What the exercise asks — Copy exactly, and only, the lines that start at the line containing "the hillside vegetation" and end at the last line of the material below.

Provided material —
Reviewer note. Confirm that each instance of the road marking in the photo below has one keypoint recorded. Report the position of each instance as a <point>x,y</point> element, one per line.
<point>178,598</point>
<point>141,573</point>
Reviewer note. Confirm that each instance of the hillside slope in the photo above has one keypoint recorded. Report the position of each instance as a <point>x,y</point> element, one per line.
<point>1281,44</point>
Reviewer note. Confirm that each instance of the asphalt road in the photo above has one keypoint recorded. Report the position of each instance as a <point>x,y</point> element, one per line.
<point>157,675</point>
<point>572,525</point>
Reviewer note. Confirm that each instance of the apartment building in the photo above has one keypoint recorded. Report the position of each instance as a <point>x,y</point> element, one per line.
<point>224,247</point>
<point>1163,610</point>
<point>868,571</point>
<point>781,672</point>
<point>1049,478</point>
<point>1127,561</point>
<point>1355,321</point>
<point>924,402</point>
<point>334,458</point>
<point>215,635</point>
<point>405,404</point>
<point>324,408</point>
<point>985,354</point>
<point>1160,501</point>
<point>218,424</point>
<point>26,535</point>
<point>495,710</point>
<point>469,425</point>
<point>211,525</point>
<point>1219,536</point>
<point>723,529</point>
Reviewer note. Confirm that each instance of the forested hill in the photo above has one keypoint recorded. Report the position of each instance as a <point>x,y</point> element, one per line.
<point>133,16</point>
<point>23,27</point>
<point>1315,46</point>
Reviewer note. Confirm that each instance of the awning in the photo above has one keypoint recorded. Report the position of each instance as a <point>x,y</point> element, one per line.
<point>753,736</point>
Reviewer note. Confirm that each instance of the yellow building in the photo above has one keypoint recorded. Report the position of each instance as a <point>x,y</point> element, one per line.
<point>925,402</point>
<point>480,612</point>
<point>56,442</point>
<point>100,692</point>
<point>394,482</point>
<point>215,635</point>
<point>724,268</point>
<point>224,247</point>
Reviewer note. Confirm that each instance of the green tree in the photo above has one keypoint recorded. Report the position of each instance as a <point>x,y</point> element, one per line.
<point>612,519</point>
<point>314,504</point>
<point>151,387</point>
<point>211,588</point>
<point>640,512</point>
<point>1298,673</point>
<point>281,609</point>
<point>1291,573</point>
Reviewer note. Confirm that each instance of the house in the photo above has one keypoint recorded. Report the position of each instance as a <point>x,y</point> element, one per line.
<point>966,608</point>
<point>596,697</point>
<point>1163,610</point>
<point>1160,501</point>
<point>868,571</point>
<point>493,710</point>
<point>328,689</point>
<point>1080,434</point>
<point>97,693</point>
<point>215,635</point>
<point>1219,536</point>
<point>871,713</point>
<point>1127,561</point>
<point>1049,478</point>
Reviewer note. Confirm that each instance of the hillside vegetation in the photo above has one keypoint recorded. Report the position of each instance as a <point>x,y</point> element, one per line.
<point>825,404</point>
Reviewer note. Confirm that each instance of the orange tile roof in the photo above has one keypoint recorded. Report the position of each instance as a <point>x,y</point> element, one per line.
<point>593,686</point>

Task output —
Reviewer note. Confirm that each instance of the hillside vegetation in the photo above has one keypoint recorded. Report the position of each instance as a <point>x,y</point> element, one per line.
<point>825,404</point>
Reviewer note. Confirm that each instance of the orange tile roof in the photo above has one keypoint recorded. Report the position of each instance as a <point>x,y</point> element, one per line.
<point>593,686</point>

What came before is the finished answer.